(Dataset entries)

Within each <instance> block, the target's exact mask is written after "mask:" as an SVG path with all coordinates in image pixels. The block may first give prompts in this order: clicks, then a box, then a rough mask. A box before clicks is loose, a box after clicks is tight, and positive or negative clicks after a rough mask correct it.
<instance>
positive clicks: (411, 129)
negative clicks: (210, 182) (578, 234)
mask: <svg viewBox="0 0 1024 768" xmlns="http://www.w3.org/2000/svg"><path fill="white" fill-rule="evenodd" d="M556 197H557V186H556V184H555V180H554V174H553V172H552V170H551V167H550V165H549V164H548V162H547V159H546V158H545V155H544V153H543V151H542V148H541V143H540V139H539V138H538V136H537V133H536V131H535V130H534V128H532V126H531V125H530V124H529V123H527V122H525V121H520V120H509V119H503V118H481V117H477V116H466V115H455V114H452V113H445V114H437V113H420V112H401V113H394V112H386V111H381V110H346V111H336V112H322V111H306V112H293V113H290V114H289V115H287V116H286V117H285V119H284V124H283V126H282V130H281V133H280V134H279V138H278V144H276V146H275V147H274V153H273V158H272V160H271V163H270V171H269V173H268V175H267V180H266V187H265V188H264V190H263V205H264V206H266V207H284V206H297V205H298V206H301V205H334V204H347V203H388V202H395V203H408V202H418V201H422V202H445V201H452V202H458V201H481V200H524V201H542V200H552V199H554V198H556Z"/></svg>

» **WORK INSTRUCTIONS**:
Reproduce all of the records above verbatim, character for character.

» **TASK RESPONSE**:
Within each <instance> block, the target's exact mask is written after "mask:" as an SVG path with all coordinates in image pixels. The block may first give prompts in this order: clicks, then a box, then a rough mask. A box before clicks is loose, a box after clicks is tight, and positive or negative clicks after a rough mask correct it.
<instance>
positive clicks: (411, 129)
negative clicks: (210, 182) (578, 234)
mask: <svg viewBox="0 0 1024 768" xmlns="http://www.w3.org/2000/svg"><path fill="white" fill-rule="evenodd" d="M556 197H557V186H556V184H555V180H554V174H553V172H552V170H551V167H550V165H549V164H548V162H547V159H546V158H545V155H544V153H543V151H542V148H541V143H540V139H539V138H538V136H537V133H536V131H535V130H534V128H532V126H531V125H530V124H529V123H527V122H525V121H520V120H509V119H503V118H481V117H477V116H466V115H455V114H452V113H445V114H437V113H420V112H401V113H394V112H386V111H381V110H346V111H336V112H322V111H306V112H293V113H290V114H289V115H287V116H286V117H285V119H284V124H283V126H282V130H281V133H280V134H279V138H278V144H276V146H275V147H274V153H273V158H272V160H271V163H270V171H269V173H268V175H267V180H266V187H265V188H264V190H263V205H264V206H266V207H284V206H297V205H298V206H301V205H334V204H347V203H388V202H395V203H408V202H418V201H422V202H445V201H452V202H458V201H481V200H524V201H542V200H552V199H554V198H556Z"/></svg>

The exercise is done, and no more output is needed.